Task requirements
Write out every entry below word for word, leaving nothing out.

Supplied records
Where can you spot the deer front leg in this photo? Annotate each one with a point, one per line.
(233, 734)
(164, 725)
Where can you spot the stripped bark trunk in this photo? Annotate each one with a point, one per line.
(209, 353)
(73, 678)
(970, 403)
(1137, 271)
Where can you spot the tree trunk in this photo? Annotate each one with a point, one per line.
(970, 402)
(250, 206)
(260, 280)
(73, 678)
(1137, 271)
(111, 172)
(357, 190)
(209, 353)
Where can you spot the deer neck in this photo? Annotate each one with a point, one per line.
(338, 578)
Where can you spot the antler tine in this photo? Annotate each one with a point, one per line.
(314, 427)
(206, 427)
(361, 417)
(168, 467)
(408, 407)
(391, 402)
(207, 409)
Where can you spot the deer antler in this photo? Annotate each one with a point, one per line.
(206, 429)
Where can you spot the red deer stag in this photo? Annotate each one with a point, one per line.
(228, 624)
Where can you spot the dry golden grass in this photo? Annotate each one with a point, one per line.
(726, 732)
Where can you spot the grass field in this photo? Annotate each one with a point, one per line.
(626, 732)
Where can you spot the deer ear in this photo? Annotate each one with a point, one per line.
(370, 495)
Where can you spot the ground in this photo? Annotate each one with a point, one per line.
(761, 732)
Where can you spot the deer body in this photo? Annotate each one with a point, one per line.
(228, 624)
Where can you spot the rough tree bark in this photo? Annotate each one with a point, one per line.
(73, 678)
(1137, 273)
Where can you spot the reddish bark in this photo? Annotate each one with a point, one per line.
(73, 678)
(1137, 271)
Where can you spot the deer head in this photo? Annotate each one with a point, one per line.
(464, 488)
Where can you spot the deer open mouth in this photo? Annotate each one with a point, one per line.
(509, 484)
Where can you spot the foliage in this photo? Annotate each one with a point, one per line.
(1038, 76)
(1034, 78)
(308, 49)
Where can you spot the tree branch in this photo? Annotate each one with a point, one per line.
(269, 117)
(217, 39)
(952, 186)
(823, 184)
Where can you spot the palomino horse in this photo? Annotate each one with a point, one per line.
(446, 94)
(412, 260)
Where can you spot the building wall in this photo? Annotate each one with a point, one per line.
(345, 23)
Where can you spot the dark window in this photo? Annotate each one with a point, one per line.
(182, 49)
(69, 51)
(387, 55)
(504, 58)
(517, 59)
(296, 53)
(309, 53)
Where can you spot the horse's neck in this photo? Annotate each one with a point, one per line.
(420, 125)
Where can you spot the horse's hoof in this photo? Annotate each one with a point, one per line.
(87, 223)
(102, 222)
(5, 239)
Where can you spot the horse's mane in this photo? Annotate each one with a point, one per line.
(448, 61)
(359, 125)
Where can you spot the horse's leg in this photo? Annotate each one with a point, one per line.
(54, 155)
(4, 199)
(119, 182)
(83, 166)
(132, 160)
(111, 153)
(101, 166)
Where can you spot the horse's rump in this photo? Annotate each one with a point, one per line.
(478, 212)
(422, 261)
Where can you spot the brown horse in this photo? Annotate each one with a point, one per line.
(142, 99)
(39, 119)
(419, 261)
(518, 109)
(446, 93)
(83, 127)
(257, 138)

Result of the exercise
Where can you spot the deer front leg in this photo? Annotate each one with a point, one per line.
(233, 734)
(164, 725)
Where can you spot the stripped bark trunk in this photo? Annotate each one with a point, one per line.
(209, 353)
(73, 678)
(970, 403)
(1137, 271)
Where can you spot the tree trunk in this photo? Annotate each one with a point, one per line.
(970, 402)
(250, 206)
(260, 280)
(73, 678)
(1137, 271)
(111, 172)
(357, 190)
(209, 353)
Where can you spot the deer neck in this photo? Annotate each one with a point, one per line.
(338, 578)
Where can you spot the antler tine in this photo? Annotate each one with a point, one per line.
(314, 427)
(206, 427)
(361, 417)
(168, 467)
(408, 407)
(391, 402)
(207, 409)
Where can you spot the deer antler in this photo? Annotate each one with a point, one per line.
(206, 429)
Where can you spot the red deer stag in this photo? Annotate each one with a point, one per line.
(228, 624)
Where can you spot the dry golden grass in this photo? Annotate each one with a point, one per line.
(726, 732)
Where can you spot the grass field in this photo? Annotate each one with a point, one per line.
(626, 732)
Where can you spot the deer ear in this photo? Annotate each one with a point, one per line.
(370, 495)
Where can you spot the ground in this photo? Annotate each one with a point, one per line.
(761, 732)
Where can you spot the deer body in this photo? Annotate each one with a point, one per line.
(228, 624)
Where can you spot the rough tree bark in this photo? Annotate each one with a point, one per line.
(73, 678)
(1137, 273)
Where can you spot the reddish bark in this photo? Annotate each one with a point, one per line.
(73, 678)
(1137, 271)
Where can you spot the deer head in this photo? Annotate each one with a point, one per line.
(464, 488)
Where can you spot the deer open mouth in this photo? Annotate each one with a point, one per line.
(509, 484)
Where can you spot the foliage in this photo? Annotate each one with a point, one per line.
(1038, 76)
(1034, 78)
(308, 49)
Where can you spot the tree branch in this photo? Annotate each one with a point, one per line.
(269, 117)
(217, 39)
(952, 186)
(823, 184)
Where can you spot the palomino horse in this photo? Annotate each one with a point, one per line.
(446, 94)
(412, 260)
Where can you spot the building wall in this photo? Annotate each one with a point, one per line.
(345, 23)
Where can you spot the dark window in this photo? Annotate each one with a point, one per line.
(182, 49)
(69, 51)
(387, 55)
(504, 58)
(517, 59)
(296, 53)
(309, 53)
Where can you spot the horse's neck in this photo? Annotate each one with a point, one per line.
(420, 125)
Where can you spot the horse's hoof in this photo? Annotate each one with a point, one per line.
(87, 223)
(102, 222)
(5, 239)
Where can you spot the horse's mane in this photo? Annotate each one with a point, one per line.
(448, 61)
(359, 125)
Where can you spot the horse's leg in this photo? Annotate each one with a point, one per line.
(54, 155)
(4, 199)
(119, 182)
(83, 166)
(132, 160)
(111, 153)
(101, 166)
Where can you spot the horse's rump in this photo? Annotate each one with a point, one per line.
(478, 212)
(422, 261)
Where can you spot the brown horse in this photo? Annotate each one with a point, one per line.
(142, 99)
(39, 119)
(419, 261)
(518, 109)
(446, 93)
(83, 127)
(257, 138)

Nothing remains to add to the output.